### Assignment
Copy each entry below verbatim. Skip the pictures.

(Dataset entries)
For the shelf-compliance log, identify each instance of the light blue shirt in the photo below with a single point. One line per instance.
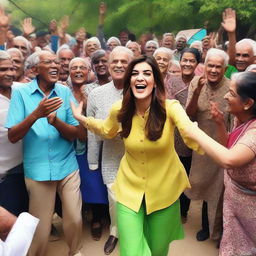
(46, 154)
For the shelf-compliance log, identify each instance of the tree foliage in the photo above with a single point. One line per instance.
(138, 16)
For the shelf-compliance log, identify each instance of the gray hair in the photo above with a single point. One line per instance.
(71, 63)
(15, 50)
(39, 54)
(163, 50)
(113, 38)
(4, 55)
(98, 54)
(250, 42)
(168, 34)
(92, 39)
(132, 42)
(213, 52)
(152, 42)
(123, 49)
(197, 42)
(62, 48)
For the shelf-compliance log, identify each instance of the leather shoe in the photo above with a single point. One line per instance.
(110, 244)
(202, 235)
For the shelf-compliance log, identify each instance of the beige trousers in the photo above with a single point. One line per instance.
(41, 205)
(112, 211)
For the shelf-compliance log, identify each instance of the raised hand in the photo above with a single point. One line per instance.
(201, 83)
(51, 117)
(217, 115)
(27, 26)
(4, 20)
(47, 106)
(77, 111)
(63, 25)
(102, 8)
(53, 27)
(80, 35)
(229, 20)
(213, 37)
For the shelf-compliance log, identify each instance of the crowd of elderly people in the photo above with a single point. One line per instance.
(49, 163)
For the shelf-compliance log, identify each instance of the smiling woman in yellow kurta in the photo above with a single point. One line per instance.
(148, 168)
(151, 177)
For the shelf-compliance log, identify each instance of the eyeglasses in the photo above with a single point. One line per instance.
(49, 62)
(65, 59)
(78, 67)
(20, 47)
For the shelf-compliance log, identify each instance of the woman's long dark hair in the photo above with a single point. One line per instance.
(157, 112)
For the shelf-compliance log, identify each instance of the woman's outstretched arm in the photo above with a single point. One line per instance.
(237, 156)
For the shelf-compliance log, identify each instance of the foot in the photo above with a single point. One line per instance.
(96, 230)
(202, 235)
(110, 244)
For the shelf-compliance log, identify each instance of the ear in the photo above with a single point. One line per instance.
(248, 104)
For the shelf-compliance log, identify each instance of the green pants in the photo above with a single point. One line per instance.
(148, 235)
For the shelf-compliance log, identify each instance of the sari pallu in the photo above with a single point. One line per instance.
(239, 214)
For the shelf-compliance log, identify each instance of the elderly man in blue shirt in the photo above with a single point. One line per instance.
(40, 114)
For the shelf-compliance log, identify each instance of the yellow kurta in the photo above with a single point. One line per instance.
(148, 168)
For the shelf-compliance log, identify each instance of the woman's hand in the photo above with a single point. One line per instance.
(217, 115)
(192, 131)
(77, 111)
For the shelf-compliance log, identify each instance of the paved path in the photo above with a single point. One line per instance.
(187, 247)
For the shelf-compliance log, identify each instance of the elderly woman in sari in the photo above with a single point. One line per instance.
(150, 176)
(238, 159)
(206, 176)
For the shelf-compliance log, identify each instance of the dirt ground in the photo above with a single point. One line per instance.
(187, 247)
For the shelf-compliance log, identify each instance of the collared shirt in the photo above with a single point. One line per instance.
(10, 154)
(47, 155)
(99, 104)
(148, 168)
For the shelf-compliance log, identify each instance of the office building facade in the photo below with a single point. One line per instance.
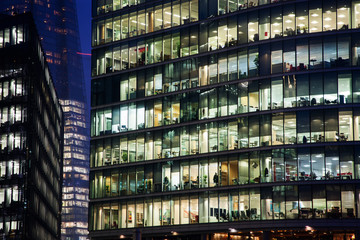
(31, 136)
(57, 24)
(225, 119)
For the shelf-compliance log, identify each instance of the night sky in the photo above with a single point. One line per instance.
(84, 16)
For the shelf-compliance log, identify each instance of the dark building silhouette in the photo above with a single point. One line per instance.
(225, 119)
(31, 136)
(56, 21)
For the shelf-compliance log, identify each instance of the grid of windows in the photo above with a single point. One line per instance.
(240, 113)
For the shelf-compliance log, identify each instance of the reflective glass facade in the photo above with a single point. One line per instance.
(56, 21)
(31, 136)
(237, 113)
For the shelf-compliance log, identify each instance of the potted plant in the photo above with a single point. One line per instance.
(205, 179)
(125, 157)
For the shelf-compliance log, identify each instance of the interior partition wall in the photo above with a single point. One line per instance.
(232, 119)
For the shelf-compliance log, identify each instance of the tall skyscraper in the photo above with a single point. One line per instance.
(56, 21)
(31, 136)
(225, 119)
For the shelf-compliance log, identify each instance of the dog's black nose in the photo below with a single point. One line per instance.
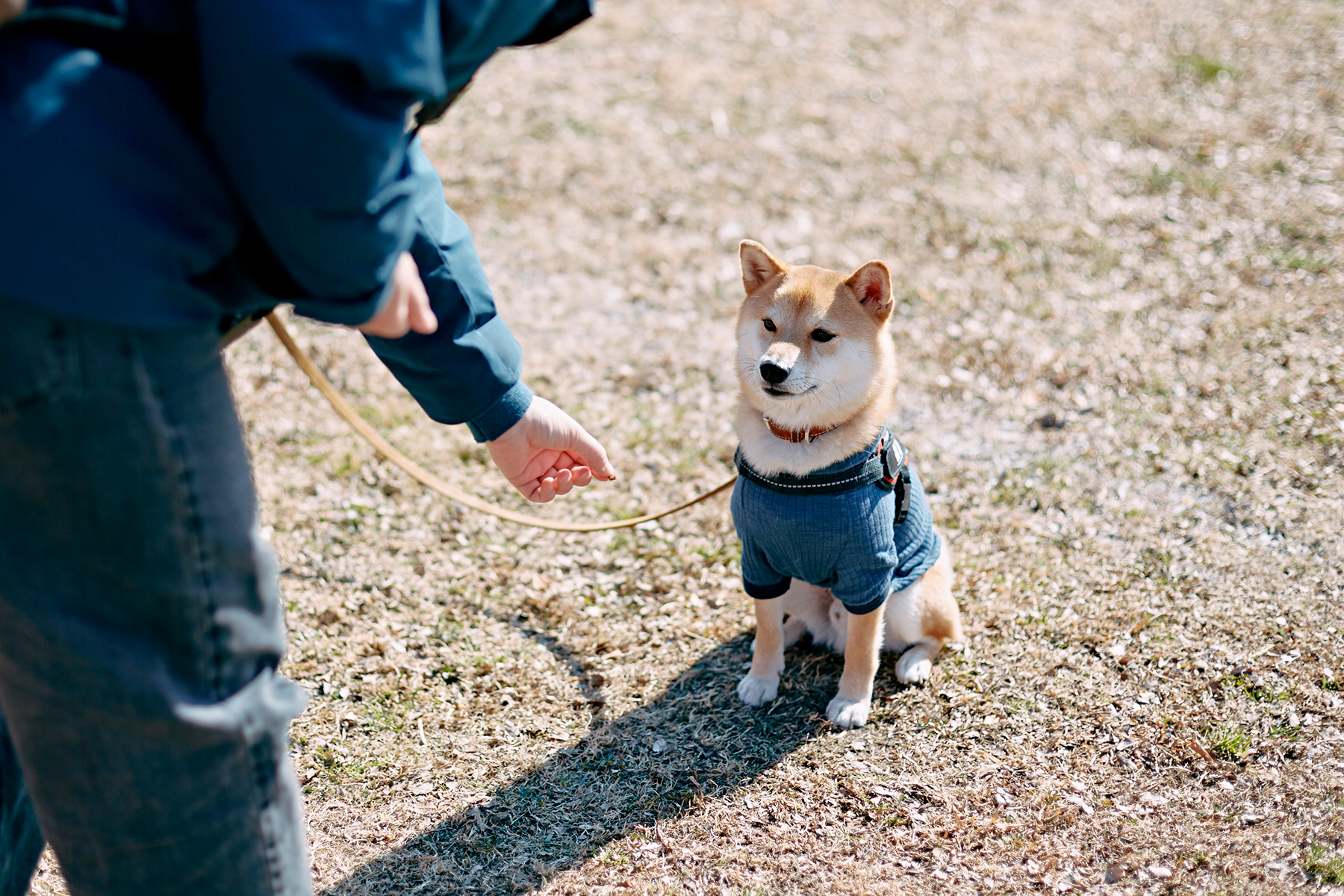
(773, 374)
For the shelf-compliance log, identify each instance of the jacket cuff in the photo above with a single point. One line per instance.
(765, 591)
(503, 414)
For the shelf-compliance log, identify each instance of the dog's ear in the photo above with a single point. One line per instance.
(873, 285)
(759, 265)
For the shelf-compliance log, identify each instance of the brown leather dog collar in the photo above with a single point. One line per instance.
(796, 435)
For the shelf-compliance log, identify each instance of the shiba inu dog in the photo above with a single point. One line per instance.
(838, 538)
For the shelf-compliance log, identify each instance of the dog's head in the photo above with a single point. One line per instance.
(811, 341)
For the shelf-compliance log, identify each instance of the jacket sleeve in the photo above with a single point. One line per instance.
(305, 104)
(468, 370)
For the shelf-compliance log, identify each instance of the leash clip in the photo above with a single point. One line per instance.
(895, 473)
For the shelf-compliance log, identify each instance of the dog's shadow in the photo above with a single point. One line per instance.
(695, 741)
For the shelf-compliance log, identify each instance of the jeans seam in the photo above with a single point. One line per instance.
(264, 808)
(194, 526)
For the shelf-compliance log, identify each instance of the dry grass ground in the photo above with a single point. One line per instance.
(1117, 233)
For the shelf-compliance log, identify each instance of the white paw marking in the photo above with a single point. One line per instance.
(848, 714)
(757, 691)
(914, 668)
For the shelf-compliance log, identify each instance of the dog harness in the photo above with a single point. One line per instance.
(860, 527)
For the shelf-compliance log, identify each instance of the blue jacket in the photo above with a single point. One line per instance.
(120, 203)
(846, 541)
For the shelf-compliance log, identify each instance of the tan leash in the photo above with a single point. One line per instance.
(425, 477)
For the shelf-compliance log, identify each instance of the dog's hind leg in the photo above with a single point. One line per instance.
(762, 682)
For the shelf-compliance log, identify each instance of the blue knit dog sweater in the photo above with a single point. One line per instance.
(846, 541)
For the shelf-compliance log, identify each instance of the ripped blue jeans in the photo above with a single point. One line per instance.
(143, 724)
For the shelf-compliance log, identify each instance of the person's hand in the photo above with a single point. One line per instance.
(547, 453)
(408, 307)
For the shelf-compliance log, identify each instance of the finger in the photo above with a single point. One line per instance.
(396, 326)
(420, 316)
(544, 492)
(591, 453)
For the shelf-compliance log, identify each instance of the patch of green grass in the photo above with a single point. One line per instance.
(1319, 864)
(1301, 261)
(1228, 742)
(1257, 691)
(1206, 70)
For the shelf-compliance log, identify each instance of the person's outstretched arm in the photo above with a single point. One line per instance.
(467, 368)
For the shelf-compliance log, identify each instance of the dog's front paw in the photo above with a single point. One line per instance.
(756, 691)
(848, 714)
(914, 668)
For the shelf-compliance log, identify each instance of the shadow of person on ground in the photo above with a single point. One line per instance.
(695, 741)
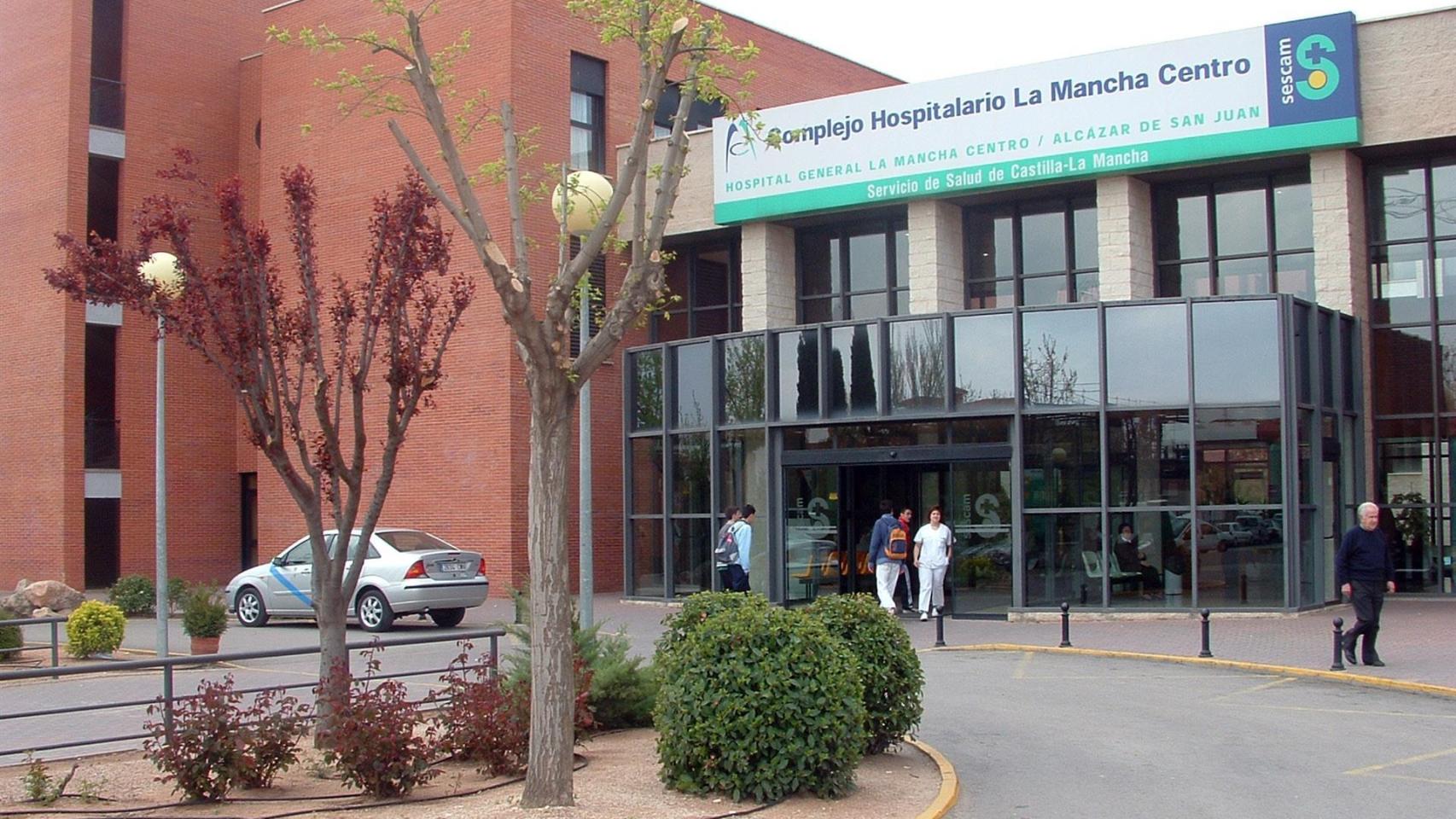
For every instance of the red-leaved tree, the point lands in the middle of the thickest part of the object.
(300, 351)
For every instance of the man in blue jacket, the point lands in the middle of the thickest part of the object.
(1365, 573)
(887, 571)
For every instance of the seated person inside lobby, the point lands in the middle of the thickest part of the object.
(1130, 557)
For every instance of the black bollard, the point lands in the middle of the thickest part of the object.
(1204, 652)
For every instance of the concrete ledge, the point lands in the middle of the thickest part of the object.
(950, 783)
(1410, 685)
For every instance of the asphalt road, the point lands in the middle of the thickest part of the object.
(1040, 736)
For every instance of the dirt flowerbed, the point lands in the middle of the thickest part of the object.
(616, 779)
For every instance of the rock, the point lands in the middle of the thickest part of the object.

### Response
For the shelf-compliance log, identify each instance of the light blue shirt in the photo below with a single point. One line per instance.
(46, 154)
For the shelf-compliance log, identify each instance of the tree foliage in the photo above with a single point. One line per instance.
(138, 16)
For the shelf-compliance log, identify each instance of the gray hair in the photo above with a single point. One line per instance.
(71, 63)
(15, 50)
(39, 54)
(163, 50)
(113, 38)
(4, 55)
(98, 54)
(250, 42)
(168, 34)
(92, 39)
(132, 42)
(213, 52)
(152, 42)
(123, 49)
(197, 42)
(62, 48)
For the shelf-compliance log, identify each instance of the leather shoe in the photo above with a single point. One line per instance.
(110, 244)
(202, 235)
For the shelf-compliance log, identify each instance of the beige trousers in the photo above with a single point. One line per instance.
(41, 205)
(112, 211)
For the shelf-compliance log, identify each instance of the raised hand in the photo above with a single point. One line per instance.
(201, 83)
(51, 117)
(217, 115)
(27, 26)
(4, 20)
(47, 106)
(77, 111)
(63, 25)
(102, 8)
(53, 27)
(80, 35)
(229, 20)
(213, 37)
For the shelf-compliance log, identify each instance of the crowd of elderly people in the photo above with a single point. One line per instance.
(49, 163)
For the shelf-compliance log, identify each instance of the smiling woman in yellow kurta in the photo above with a single point. One line per instance.
(148, 168)
(151, 177)
For the shelf-compliance log, identify each instance of the eyeglasses in the photo above with a single point. One line per instance.
(49, 62)
(65, 59)
(78, 67)
(20, 47)
For the shelf-compliance log, identify each instance of the woman's long dark hair in the photo above with a single point. One line per instance.
(157, 112)
For the shelf-compliance log, identify each instance of the woman's outstretched arm in the photo above with a single point. One line per instance.
(237, 156)
For the shelf-compliance log, identify each instance of the foot in the photo above with a single point. One line per instance.
(96, 230)
(202, 235)
(110, 244)
For the shelf-compliance log, identify each instance of the ear in the photo above with a single point. One line per instance.
(248, 104)
For the shelf-compliance log, identify each instance of the green pants in the photo above with a single point. One line per instance.
(148, 235)
For the shelf-compliance log, identify each instance of the sari pallu in the photo above with a single point. One line per instance.
(239, 214)
For the shelf-compliance log, identify each instance of the elderly man in blue shirt in the photo above with a single point. One line per instance.
(40, 114)
For the shelf-compliance log, identify each instance of the yellow kurta in the photo above with a single point. One line per instance.
(148, 168)
For the shelf-compliance log, identify each instance of the woman's hand in the photo above with a single point. One line per instance.
(217, 115)
(192, 131)
(77, 111)
For the shelf-compliance log, identify each instance of the paved path in the photo above with a single point. One line per instance.
(187, 247)
For the shelf-compliance log, identify each instance of the elderly woman in sari in the photo above with a single point. One line per instance.
(150, 176)
(238, 159)
(206, 176)
For the shelf-compliance log, identify each instance of the dirt ground in the photo above with a single point. One line per instance.
(187, 247)
For the shelf-compliance log, identify each instance of the collared shirt in the photo above with a single point. One line per instance.
(10, 154)
(47, 155)
(99, 104)
(148, 168)
For the shelf-compliance log, identify each instance of the office building facade in the photo below with a single point. One line per instance.
(31, 136)
(57, 24)
(225, 119)
For the shelf-compliance log, identify each instance of the night sky in the photo above with a single point. One line per instance.
(84, 16)
For the shelf-compliance log, identify each instance of the dark building silhouette in the photo above with a single point. One line per instance.
(225, 119)
(31, 136)
(56, 21)
For the shelf-compliance log, identify each instance of the grid of windows in the photo above with a single point. One line per instance.
(240, 113)
For the shelf-compliance log, identify each instance of the reflective glass facade in the photo above with a single point. One line per instance.
(56, 21)
(31, 136)
(237, 113)
For the shelf-compliance log, identify each instance of the potted plant in the photo above with a single point. One line per instance.
(205, 179)
(125, 157)
For the shelf-compliance log, identify each instance of the interior partition wall in the photo above with a single point. One line per instance.
(232, 119)
For the shelf-compliance log, identify each instance of the tall skyscraper in the photo above with a single point. One line per instance.
(56, 21)
(31, 136)
(225, 119)
For the shelf-compliance log, identify each instance of the dog's black nose in the photo below with a single point. One line per instance.
(773, 374)
For the shelf-compliance log, identify each instance of the jacket cuff in the photo above with a single point. One line per instance.
(765, 591)
(503, 414)
For the shelf-compliance log, identify each instance of the dog's ear in the photo above with a single point. One line per instance.
(873, 285)
(759, 265)
For the shelf-compliance log, identify each instance of the brown leather dog collar in the photo above with a single point. One line per instance.
(796, 435)
For the shelf-compliance log, identify each instance of the shiba inu dog in the photo above with a single point. One line per instance.
(838, 538)
For the shelf-compliance log, identify each instance of the dog's head in the photo above with a single point. One line per instance.
(811, 341)
For the shelf-compliance log, identify each instance of the jacket sleeve in the photo above with a single point. One line per instance.
(305, 104)
(468, 370)
For the shelf-compliance log, identify each instance of the leash clip in the photo above with a single point. One line per instance.
(895, 473)
For the shelf-compliance log, identify each instance of the dog's shadow in the photo above with a single point. One line per instance.
(695, 741)
For the shelf-compliance log, identify each instance of the jeans seam in the photo above with a single point. One line per instance.
(264, 808)
(194, 526)
For the shelf-compliance log, identify each instance of the dry grass ground in the photo above with a single point. One line per instance.
(1117, 233)
For the shelf-compliance log, identify each instance of the white paw marking in the photo above with a single point. One line per instance.
(848, 714)
(757, 691)
(914, 668)
For the shelf-compliance log, identify each instance of the dog harness in the photo above with a single point. One line per instance.
(860, 527)
For the shelf-compliance log, identify each instance of the blue jacket in the photo above with a single point. One line per instance.
(120, 203)
(846, 541)
For the shelf-compliance log, identify each instance of the tan leash in the photo above with a single point. One line per instance.
(425, 477)
For the shelf-compliance log, identify each instance of the dog's hind leg in the photo above with a single point. One line per instance.
(762, 682)
For the shelf-compliance log, identify each instance of the blue knit dog sweater in the photo above with a single point. One line per instance.
(846, 541)
For the shelf-compliance log, identify each instance of the ripped blue jeans in the photo above with a single point. One line per instance.
(143, 724)
For the shelf-compliance log, identify each instance of the person's hand in the photo above with a single point. One line per instance.
(547, 453)
(408, 307)
For the shelf-compliance log, identify each instance of the finger in the photo above with a single point. One line per instance.
(396, 326)
(420, 316)
(544, 492)
(591, 453)
For the shelf-compliance log, identify each instance of the patch of green grass in the photo above with a single point. One line per instance.
(1319, 864)
(1301, 261)
(1228, 742)
(1257, 691)
(1206, 70)
For the shelf-compliance log, identify each instance of the person's outstretched arm in the photo above with a single point. One line per instance.
(467, 368)
For the shelf-compliance log, identify each instance of the dog's front paw in the photo above with a single point. One line per instance.
(756, 691)
(848, 714)
(914, 668)
For the shelf-compliance log, identify each instance of the shadow of person on ground in the photo above with a single point. One line per instance.
(695, 741)
For every instance of the red-leaved tree, the point lands in the middle of the thickest part of the object.
(300, 351)
For every instance of the man in blue jacket, the point lands in the middle of the thickest part of the object.
(1365, 573)
(887, 571)
For every instance of the seated person inside lobby, the point lands in the middle of the thickest part of the object.
(1130, 557)
For every instance of the black bollard, the point lands in the middle of the thickest part of the object.
(1204, 652)
For every instance of the concrete ledge, the point lands in the middle of the thickest part of the object.
(950, 783)
(1410, 685)
For every instance of the asphalt road, the point lands in the middle of the thickest part of the object.
(1040, 736)
For every instance of the dirt flowerbed, the point lands in the middle of the thickest part of the object.
(616, 779)
For every instance of the rock, the point lands in the middle of the thickest part of the object.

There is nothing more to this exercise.